TO BE DONE → Rewrite every one of the rows below, replacing "detection" with "match" and keeping everything else the same. Leave the pictures out of your answer.

[start DATA LISTING]

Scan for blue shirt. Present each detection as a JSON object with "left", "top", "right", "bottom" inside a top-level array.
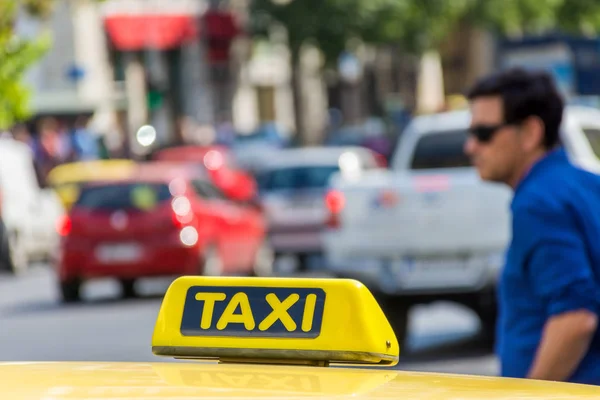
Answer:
[{"left": 497, "top": 149, "right": 600, "bottom": 384}]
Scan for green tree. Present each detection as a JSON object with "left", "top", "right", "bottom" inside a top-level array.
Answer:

[end DATA LISTING]

PROBLEM SOLUTION →
Scan for blue shirt. Present each match as a JSON object with "left", "top", "right", "bottom" inside a top-level array.
Answer:
[{"left": 497, "top": 149, "right": 600, "bottom": 384}]
Scan for green tree. Present each match as a JSON object with "left", "top", "right", "bottom" inside a top-level array.
Answer:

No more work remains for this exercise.